--- WORK TASK ---
Across the entries that follow, work out the number of lines containing the string "below", and state it alone.

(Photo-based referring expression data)

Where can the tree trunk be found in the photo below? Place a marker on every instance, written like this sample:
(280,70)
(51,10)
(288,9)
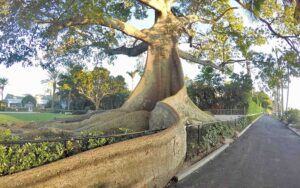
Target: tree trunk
(2,92)
(288,89)
(53,95)
(282,97)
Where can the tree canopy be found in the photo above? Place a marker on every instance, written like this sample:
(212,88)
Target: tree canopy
(95,30)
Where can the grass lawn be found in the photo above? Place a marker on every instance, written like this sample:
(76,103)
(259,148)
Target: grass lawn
(27,117)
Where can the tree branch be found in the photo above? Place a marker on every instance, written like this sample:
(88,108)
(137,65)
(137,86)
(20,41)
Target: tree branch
(124,27)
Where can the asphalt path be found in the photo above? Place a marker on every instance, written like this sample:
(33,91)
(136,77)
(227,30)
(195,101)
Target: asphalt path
(267,155)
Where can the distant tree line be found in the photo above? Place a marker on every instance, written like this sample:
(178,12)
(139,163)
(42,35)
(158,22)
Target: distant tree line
(80,89)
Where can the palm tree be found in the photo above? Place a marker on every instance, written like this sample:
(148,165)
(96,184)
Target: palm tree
(3,83)
(52,79)
(132,74)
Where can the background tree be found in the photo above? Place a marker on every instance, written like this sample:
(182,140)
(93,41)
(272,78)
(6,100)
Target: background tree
(3,83)
(93,30)
(132,75)
(67,84)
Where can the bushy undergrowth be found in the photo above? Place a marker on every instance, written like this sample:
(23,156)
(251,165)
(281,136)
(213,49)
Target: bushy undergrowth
(17,157)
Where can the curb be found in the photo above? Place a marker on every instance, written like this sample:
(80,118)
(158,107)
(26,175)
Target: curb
(211,156)
(241,133)
(202,162)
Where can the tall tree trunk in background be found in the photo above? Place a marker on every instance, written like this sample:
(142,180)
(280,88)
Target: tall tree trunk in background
(278,100)
(288,89)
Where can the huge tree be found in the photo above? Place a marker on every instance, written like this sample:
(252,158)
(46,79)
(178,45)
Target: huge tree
(3,83)
(97,84)
(95,29)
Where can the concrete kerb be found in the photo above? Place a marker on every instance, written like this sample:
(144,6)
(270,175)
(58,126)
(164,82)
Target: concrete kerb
(181,175)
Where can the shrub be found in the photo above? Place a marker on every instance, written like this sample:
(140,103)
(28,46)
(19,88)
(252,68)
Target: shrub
(292,116)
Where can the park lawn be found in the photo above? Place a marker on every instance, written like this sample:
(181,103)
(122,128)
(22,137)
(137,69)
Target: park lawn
(29,117)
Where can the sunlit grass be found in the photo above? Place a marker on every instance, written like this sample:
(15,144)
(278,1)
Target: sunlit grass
(29,117)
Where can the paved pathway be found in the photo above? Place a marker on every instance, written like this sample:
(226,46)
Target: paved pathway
(266,156)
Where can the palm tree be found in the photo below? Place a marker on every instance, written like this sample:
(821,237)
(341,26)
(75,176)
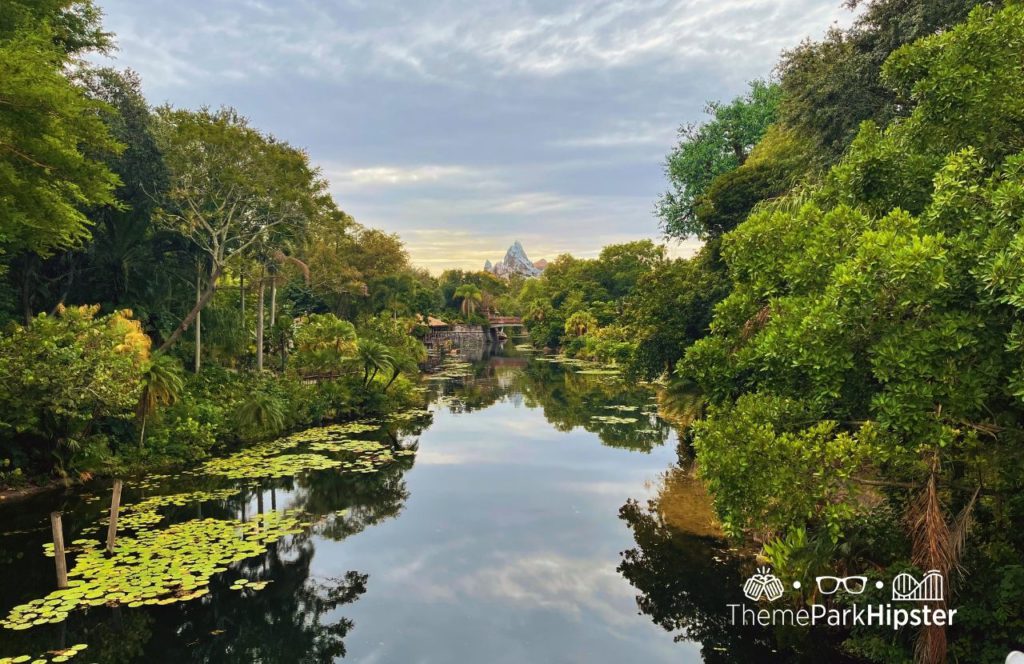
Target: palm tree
(260,413)
(375,358)
(162,385)
(471,296)
(580,324)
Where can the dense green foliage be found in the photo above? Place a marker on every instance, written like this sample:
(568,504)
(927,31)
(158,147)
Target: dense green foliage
(872,332)
(159,239)
(632,306)
(853,322)
(710,150)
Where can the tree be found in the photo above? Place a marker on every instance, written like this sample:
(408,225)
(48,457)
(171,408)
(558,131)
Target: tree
(470,296)
(671,308)
(580,323)
(163,383)
(829,87)
(706,151)
(231,188)
(61,377)
(872,329)
(324,343)
(375,357)
(52,139)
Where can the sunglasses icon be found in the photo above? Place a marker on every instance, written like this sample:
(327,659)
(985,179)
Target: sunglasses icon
(830,585)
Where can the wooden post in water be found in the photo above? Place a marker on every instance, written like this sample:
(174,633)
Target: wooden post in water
(58,558)
(112,530)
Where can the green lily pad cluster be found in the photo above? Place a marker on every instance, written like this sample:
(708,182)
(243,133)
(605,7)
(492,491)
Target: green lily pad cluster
(245,465)
(451,369)
(246,584)
(157,567)
(144,512)
(64,655)
(410,415)
(565,360)
(613,419)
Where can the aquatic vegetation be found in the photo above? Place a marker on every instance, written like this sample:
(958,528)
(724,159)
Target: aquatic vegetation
(613,419)
(410,415)
(156,567)
(143,513)
(246,584)
(51,656)
(451,369)
(245,465)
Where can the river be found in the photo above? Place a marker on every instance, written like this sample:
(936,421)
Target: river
(544,516)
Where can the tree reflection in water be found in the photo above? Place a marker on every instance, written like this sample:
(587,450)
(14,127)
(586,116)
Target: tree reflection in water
(686,576)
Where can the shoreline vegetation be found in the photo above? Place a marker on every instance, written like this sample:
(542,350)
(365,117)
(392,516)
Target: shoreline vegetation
(844,356)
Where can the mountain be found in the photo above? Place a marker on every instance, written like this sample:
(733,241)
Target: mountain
(516,262)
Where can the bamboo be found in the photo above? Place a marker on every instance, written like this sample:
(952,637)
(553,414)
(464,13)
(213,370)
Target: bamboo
(112,530)
(58,555)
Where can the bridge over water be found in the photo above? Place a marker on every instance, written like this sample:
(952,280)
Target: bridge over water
(498,324)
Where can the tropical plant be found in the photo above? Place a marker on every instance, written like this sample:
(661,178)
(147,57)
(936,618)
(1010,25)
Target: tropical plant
(470,296)
(580,323)
(163,383)
(375,357)
(324,343)
(260,414)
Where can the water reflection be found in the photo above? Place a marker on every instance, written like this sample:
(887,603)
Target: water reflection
(498,541)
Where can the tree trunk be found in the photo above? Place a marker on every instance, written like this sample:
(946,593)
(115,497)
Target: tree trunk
(259,324)
(211,287)
(273,302)
(393,376)
(242,297)
(199,321)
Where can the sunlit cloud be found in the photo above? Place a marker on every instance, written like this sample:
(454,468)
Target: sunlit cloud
(475,123)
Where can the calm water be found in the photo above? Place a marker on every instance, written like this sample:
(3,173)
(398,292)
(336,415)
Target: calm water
(523,530)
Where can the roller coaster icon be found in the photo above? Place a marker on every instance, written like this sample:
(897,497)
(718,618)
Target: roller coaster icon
(907,588)
(763,584)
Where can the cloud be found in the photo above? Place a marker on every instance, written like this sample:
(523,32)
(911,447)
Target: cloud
(393,175)
(467,124)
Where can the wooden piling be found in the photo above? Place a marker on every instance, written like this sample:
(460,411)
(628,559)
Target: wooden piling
(58,557)
(112,530)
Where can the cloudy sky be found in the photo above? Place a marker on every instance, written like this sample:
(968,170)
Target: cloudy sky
(464,125)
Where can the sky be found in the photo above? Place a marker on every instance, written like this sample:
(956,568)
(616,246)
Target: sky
(464,125)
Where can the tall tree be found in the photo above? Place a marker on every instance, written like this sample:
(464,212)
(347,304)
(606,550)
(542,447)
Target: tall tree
(52,139)
(708,150)
(230,189)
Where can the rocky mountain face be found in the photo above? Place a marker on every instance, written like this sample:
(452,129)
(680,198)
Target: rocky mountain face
(516,262)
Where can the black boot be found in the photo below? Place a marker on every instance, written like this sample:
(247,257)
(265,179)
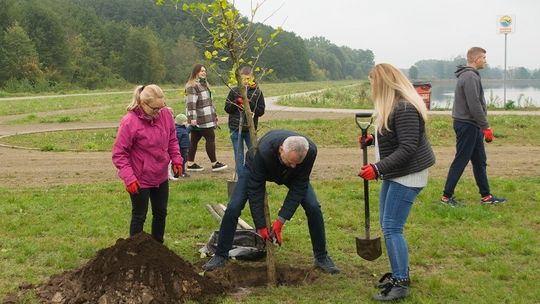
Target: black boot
(215,262)
(394,290)
(387,279)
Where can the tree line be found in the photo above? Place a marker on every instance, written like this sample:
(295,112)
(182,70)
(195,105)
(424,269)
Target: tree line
(444,69)
(67,44)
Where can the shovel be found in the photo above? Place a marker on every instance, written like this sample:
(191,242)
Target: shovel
(232,183)
(368,248)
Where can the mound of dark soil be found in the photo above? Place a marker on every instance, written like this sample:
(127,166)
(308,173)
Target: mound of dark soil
(134,270)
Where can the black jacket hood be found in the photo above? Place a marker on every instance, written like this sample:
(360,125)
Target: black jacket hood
(464,68)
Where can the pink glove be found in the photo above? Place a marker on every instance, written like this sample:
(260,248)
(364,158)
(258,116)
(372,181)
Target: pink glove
(178,170)
(240,101)
(263,232)
(133,188)
(488,134)
(276,230)
(368,172)
(366,140)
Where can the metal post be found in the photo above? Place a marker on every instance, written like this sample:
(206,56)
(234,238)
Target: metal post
(504,75)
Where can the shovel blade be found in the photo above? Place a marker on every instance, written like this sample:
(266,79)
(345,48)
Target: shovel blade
(230,187)
(369,249)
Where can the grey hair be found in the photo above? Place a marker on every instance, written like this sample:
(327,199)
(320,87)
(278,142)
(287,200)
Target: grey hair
(298,144)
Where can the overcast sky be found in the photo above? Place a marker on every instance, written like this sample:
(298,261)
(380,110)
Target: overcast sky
(402,32)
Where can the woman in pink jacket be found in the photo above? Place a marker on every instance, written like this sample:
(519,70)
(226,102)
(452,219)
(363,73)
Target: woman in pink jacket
(145,143)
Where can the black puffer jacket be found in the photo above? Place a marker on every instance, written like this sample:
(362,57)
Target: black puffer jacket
(405,149)
(265,165)
(256,104)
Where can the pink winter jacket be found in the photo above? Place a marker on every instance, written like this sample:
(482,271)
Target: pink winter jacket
(144,146)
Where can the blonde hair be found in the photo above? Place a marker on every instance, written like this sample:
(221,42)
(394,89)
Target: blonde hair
(388,86)
(145,94)
(194,76)
(473,53)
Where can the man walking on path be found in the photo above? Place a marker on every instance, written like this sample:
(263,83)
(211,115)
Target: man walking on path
(471,127)
(286,158)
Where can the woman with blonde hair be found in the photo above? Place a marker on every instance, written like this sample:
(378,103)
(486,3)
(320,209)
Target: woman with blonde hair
(145,143)
(202,116)
(402,161)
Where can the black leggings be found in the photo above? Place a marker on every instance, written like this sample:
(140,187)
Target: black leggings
(159,198)
(210,138)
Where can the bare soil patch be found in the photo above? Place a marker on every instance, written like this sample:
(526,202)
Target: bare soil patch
(141,270)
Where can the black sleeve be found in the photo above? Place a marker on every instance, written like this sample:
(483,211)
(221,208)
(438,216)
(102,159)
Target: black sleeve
(407,128)
(230,102)
(298,186)
(259,104)
(256,189)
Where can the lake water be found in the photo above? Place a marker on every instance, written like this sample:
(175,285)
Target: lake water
(523,93)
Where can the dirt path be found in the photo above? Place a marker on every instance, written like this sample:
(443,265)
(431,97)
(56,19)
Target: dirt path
(26,168)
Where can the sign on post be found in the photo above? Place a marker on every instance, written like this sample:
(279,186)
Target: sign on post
(506,24)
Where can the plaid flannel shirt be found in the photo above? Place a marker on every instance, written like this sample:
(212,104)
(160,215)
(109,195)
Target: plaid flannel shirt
(200,106)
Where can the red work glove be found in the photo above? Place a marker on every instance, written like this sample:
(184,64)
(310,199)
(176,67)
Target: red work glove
(368,172)
(178,170)
(488,134)
(366,140)
(263,232)
(133,188)
(240,101)
(276,231)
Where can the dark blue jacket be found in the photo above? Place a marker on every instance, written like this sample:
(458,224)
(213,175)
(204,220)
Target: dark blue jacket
(256,104)
(265,165)
(182,133)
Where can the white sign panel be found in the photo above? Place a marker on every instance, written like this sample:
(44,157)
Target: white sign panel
(506,24)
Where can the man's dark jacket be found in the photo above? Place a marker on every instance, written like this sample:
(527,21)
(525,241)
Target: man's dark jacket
(256,104)
(265,165)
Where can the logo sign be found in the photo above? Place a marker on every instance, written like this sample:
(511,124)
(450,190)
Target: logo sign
(506,24)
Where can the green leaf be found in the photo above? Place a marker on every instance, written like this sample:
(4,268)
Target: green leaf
(230,15)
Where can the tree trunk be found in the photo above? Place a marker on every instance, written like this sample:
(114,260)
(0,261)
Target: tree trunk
(270,261)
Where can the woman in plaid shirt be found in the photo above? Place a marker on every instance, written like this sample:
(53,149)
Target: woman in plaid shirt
(202,116)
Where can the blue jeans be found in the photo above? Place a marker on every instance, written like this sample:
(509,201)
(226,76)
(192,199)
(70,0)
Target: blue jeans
(239,149)
(238,202)
(395,203)
(469,146)
(159,198)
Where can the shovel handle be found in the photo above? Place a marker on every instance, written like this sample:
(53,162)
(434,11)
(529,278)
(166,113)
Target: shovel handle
(364,126)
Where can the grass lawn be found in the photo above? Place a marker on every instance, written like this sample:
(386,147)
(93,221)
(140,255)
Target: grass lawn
(476,254)
(336,133)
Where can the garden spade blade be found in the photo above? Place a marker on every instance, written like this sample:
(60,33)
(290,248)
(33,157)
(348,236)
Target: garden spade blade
(368,248)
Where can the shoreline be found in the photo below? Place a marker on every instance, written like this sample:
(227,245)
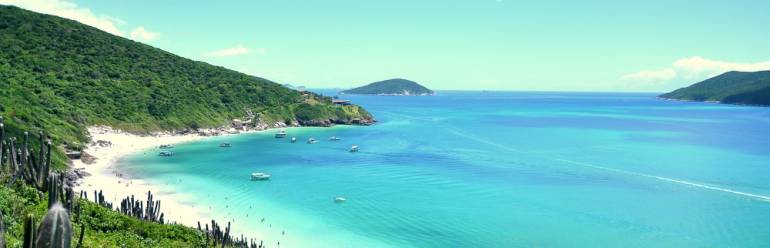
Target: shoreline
(103,174)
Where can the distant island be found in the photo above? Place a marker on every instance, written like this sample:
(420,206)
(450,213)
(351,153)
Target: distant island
(63,76)
(397,86)
(749,88)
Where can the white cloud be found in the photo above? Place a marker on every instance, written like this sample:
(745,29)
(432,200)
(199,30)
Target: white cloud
(686,71)
(141,34)
(232,51)
(697,67)
(70,10)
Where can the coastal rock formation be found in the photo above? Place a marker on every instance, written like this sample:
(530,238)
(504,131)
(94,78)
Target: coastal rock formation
(749,88)
(66,76)
(397,86)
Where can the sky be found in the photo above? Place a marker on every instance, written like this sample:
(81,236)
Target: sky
(637,46)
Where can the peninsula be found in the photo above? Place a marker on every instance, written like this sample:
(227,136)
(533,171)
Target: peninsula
(734,87)
(63,76)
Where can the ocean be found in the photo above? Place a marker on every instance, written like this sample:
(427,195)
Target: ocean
(493,169)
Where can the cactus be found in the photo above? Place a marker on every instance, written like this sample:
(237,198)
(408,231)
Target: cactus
(2,222)
(55,231)
(29,232)
(80,240)
(2,141)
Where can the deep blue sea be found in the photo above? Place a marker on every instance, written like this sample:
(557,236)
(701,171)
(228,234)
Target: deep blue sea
(495,169)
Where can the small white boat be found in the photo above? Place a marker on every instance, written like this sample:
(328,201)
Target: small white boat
(259,176)
(280,134)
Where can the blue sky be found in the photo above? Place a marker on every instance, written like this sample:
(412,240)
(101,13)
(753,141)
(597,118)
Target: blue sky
(495,45)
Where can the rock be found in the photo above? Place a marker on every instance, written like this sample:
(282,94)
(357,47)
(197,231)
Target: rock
(87,158)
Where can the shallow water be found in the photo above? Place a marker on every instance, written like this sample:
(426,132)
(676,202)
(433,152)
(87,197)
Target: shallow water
(495,169)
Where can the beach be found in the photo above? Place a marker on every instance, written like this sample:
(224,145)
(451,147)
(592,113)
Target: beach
(116,185)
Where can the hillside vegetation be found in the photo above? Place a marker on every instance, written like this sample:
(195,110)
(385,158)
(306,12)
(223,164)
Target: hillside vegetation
(62,76)
(751,88)
(391,87)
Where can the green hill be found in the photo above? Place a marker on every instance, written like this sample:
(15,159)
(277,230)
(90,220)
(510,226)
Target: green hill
(751,88)
(391,87)
(62,76)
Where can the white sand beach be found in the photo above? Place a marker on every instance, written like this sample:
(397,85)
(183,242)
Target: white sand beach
(105,176)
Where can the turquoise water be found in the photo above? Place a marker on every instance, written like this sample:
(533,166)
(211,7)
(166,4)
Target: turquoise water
(496,169)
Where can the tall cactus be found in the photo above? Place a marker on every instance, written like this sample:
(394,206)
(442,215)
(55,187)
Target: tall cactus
(56,230)
(2,225)
(29,232)
(2,141)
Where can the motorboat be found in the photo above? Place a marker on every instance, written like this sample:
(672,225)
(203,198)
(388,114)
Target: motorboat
(280,134)
(259,176)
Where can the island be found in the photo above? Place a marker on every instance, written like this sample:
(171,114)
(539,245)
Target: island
(396,86)
(63,76)
(734,87)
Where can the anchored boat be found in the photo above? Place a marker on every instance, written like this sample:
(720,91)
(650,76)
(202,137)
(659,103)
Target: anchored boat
(259,176)
(280,134)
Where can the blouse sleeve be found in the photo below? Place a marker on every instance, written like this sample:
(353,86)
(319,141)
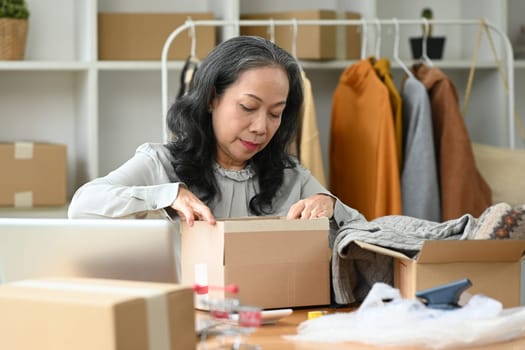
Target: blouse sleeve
(343,214)
(139,186)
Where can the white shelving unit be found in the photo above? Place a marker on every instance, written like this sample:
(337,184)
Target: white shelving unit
(102,110)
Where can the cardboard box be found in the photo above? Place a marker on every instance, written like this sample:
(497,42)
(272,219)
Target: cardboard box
(275,262)
(141,36)
(493,266)
(313,42)
(33,174)
(87,314)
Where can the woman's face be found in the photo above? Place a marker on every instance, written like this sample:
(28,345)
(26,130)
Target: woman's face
(248,114)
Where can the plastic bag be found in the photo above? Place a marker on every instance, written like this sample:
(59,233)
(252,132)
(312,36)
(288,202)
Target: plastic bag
(404,322)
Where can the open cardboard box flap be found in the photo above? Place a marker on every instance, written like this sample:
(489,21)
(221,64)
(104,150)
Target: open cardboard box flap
(493,266)
(275,262)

--- RESPONSE TO THE TASK ---
5